» **Source extract**:
Start of Block

New Delhi: The government of India has decided to go on a strategic sale and also turned down a suggestion to run operations for the next two-three years for Air India.
It may ask bidders to bid for Air India based upon combined equity and debt value or even shut down the national carrier.
The panel of officers who have been appointed to look upon the options proposed by the transaction adviser, Ernst & Young — is also not in favour to lessen the debt by Rs 23,000 crore.
Some other potential bidders have also sought clarification on this matter.
The final procedures have to be prepared by the core group disinvestment which will be headed by Cabinet secretary Rajiv Gauba, before the green light from a ministerial panel, the groundwork is done by the inter-ministerial group (IMG), the publication mentioned.
The top government sources suggested that the finance ministry is looking upon the department of investment and public asset management (Dipam) moving ahead with the disinvestment programme of public sector companies in line with the Cabinet decision. The fresh proposals are unlikely to be taken up immediately, As per Times of India.
Air India has about 15,000 employees and vast infrastructure, and closure of the airline was not an option. Also, it will lead to more value erosion. Aviation minister Hardeep Puri has several times said that the choice “is between privatising and closing down”.
The government has extended the deadline for the submission of interest to October 30. According to sources, The inter-ministerial group (IMG) was of the view that the equity value dropped over the last one year due to Air India losing market share as Covid-19 largely affected its profitability.
An officer said “Fewer the conditions, the better it is,” and also added that the government is keen to exit the national carrier which has been in the drain on the exchequer for several years.

End of Block

» **Information shown**:
Start of Block

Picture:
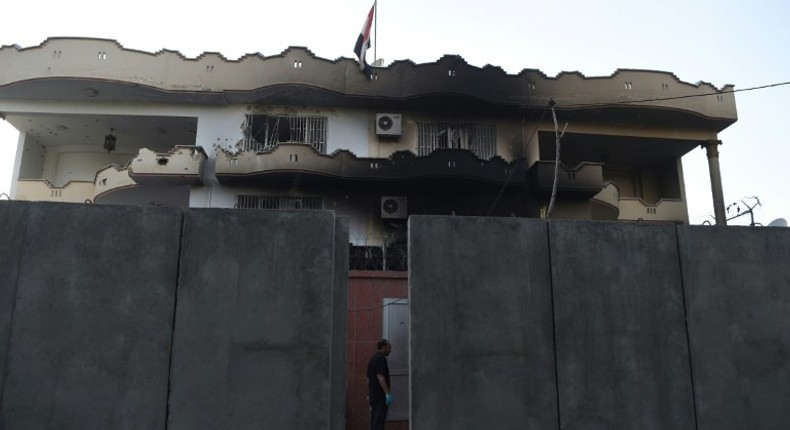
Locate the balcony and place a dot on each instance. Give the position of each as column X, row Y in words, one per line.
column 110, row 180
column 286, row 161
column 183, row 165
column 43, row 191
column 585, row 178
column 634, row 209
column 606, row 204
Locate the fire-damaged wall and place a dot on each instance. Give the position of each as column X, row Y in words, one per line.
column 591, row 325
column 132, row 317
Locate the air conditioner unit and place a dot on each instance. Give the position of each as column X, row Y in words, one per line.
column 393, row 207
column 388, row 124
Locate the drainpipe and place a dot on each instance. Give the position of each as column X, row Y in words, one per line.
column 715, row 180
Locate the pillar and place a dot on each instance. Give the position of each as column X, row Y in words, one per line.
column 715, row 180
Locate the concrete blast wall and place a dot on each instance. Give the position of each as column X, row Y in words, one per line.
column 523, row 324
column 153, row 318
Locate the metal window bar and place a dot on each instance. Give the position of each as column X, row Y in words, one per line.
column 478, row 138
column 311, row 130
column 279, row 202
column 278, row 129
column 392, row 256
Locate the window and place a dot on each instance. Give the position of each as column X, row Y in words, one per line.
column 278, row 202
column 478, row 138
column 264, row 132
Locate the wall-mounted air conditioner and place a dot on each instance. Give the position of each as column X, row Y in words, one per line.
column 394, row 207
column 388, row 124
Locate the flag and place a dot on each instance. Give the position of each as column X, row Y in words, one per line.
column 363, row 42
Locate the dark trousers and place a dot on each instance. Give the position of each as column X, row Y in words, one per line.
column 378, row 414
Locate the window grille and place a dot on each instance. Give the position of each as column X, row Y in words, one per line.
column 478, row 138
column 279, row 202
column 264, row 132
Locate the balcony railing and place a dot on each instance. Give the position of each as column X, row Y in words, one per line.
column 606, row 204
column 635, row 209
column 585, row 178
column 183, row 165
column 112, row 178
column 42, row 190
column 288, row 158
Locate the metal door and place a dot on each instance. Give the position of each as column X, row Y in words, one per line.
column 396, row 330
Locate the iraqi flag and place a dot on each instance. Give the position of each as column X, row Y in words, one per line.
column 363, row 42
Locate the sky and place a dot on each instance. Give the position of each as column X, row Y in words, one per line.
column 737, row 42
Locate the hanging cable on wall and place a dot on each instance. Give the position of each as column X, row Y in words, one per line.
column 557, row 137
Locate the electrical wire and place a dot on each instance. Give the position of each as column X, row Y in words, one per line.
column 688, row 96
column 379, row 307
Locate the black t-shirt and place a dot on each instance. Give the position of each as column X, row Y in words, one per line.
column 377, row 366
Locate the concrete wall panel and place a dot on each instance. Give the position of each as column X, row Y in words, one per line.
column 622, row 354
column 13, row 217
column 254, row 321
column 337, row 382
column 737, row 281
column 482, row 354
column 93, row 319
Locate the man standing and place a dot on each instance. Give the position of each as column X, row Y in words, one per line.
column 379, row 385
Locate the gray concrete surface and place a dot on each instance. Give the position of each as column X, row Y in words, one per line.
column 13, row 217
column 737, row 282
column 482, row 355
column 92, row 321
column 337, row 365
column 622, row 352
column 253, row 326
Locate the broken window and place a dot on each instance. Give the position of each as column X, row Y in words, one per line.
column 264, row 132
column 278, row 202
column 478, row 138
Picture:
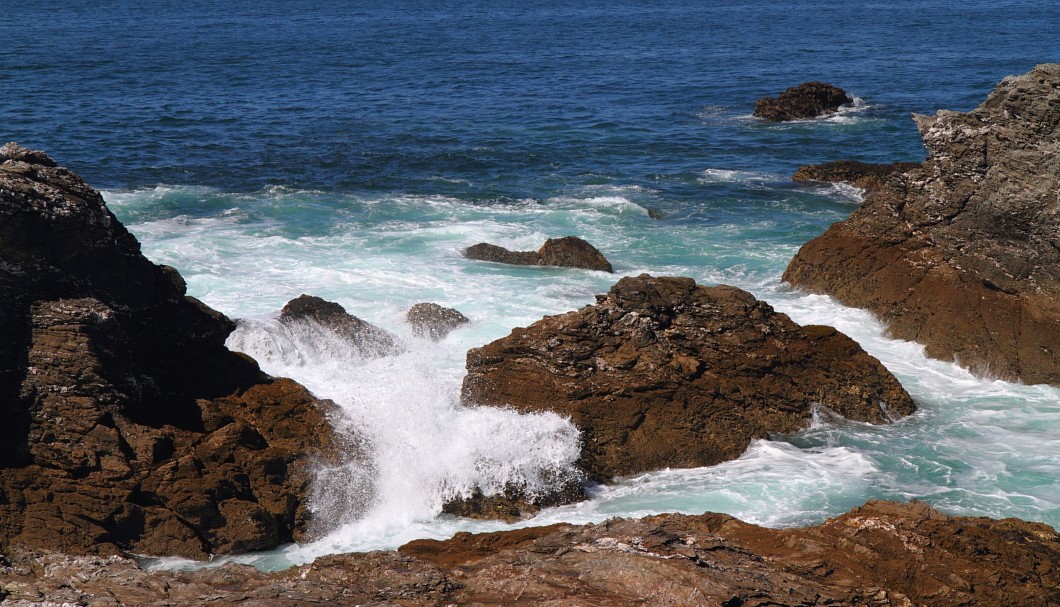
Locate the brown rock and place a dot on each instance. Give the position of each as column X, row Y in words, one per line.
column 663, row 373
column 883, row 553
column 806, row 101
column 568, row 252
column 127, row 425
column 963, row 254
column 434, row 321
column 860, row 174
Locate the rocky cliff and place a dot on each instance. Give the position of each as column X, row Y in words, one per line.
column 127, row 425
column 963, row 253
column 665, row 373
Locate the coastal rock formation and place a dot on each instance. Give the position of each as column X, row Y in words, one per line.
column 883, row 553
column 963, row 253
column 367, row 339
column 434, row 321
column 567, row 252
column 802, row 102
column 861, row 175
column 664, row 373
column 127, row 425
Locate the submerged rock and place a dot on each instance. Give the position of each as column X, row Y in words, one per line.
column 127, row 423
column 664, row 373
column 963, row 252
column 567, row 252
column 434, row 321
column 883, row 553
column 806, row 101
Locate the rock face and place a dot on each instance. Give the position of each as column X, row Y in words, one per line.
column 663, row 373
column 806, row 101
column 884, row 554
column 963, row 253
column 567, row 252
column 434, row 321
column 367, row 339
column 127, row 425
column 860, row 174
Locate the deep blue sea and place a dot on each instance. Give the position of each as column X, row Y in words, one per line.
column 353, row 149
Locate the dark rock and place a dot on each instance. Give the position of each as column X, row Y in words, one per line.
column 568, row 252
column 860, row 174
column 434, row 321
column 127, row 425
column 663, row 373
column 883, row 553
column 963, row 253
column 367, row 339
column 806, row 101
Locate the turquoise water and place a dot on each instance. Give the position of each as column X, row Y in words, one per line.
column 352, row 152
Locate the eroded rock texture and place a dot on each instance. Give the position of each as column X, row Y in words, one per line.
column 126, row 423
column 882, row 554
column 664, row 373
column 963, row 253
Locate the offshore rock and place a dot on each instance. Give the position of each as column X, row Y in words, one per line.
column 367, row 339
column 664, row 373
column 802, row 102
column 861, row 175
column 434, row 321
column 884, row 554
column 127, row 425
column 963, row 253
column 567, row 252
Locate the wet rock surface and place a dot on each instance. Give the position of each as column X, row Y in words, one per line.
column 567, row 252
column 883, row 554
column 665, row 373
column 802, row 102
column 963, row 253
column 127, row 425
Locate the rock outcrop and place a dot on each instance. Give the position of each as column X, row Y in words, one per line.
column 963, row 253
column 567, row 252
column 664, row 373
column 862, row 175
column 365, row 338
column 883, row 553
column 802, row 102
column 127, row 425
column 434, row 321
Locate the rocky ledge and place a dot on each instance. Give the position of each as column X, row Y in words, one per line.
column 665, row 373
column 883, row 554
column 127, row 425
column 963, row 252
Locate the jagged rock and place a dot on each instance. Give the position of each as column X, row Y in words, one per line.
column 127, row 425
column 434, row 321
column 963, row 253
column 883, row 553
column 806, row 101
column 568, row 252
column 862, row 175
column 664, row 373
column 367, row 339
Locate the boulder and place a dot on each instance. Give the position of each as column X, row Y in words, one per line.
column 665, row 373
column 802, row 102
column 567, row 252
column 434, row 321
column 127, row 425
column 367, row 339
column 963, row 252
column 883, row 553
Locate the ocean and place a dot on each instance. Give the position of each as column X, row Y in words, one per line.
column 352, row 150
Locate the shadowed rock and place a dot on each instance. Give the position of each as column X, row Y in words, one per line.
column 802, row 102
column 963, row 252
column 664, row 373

End of Block
Start of Block

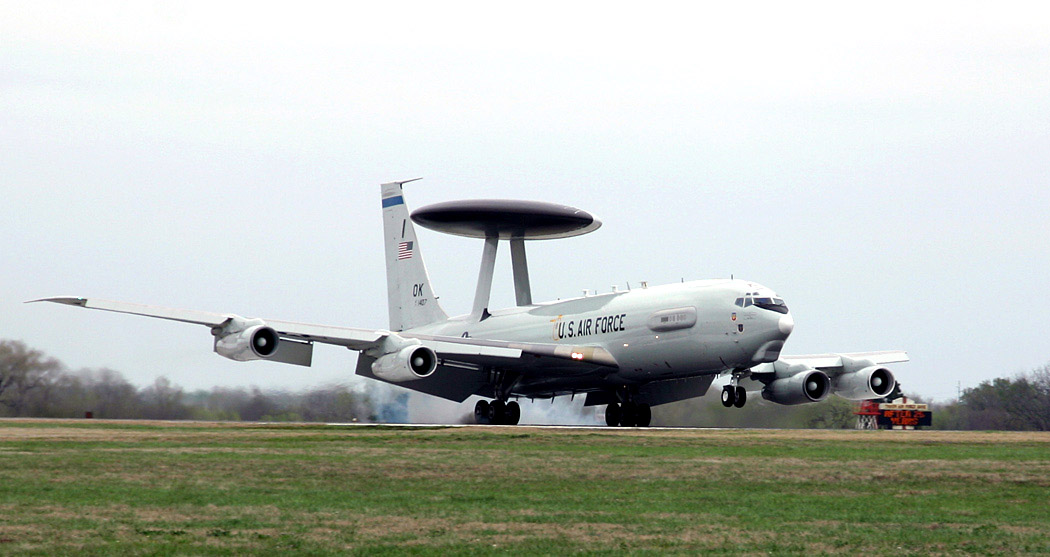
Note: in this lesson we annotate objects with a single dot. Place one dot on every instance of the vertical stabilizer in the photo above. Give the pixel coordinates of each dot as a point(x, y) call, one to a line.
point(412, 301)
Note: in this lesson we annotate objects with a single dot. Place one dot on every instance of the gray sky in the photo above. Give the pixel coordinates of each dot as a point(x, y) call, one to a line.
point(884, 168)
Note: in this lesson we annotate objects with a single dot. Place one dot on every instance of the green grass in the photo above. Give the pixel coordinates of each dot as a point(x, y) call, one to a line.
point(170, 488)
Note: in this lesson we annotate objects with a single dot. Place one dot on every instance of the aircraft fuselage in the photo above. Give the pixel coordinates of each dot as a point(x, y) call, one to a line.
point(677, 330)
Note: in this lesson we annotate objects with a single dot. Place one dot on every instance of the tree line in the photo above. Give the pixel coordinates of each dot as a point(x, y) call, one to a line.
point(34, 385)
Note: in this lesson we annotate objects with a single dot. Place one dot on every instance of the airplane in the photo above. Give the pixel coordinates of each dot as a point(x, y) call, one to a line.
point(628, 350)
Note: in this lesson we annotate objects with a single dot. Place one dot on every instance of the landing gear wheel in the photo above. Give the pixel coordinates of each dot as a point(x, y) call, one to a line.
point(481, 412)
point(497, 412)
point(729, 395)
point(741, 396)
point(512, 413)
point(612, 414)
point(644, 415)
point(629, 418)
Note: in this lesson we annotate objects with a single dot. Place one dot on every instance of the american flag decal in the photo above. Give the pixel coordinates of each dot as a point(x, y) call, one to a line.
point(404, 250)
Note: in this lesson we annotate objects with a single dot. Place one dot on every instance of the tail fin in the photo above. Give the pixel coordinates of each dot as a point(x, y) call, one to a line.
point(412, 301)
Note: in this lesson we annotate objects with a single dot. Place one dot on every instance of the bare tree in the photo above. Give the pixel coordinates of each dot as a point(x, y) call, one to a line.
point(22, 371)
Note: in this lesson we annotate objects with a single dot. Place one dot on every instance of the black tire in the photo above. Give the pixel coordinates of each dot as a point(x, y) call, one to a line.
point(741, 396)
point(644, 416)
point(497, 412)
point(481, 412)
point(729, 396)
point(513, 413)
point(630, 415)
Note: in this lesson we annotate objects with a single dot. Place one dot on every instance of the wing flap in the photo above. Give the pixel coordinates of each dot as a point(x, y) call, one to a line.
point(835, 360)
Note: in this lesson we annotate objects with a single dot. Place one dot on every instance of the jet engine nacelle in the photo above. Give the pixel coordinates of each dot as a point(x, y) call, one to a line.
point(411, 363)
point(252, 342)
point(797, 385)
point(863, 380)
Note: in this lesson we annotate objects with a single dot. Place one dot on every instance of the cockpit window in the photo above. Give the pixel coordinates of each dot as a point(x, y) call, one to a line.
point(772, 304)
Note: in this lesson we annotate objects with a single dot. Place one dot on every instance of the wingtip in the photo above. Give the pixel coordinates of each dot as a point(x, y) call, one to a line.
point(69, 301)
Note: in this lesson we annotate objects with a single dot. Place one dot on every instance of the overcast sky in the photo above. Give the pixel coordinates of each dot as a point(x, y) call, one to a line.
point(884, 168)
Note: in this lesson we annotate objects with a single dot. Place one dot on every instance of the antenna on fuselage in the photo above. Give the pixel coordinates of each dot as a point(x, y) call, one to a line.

End of Block

» **Aim of the task**: Copy the Air India article between "New Delhi: The" and "the publication mentioned.", inclusive, switching "bidders" to "buyers". The rows are separate material with no link to the Air India article.

» **Answer to this problem**:
New Delhi: The government of India has decided to go on a strategic sale and also turned down a suggestion to run operations for the next two-three years for Air India.
It may ask buyers to bid for Air India based upon combined equity and debt value or even shut down the national carrier.
The panel of officers who have been appointed to look upon the options proposed by the transaction adviser, Ernst & Young — is also not in favour to lessen the debt by Rs 23,000 crore.
Some other potential buyers have also sought clarification on this matter.
The final procedures have to be prepared by the core group disinvestment which will be headed by Cabinet secretary Rajiv Gauba, before the green light from a ministerial panel, the groundwork is done by the inter-ministerial group (IMG), the publication mentioned.